§ **Short problem**: Gather every line in the rows below that contains the string "point", copying each line in full.

Dataset excerpt:
───

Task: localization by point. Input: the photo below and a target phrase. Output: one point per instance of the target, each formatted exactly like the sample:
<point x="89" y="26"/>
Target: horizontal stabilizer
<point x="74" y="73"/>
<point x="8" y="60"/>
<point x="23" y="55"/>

───

§ **Written reply**:
Task: localization by point. Input: the photo below and a target phrase. Output: one point per instance of the target, each formatted exactly like the sample:
<point x="89" y="26"/>
<point x="74" y="73"/>
<point x="8" y="60"/>
<point x="23" y="55"/>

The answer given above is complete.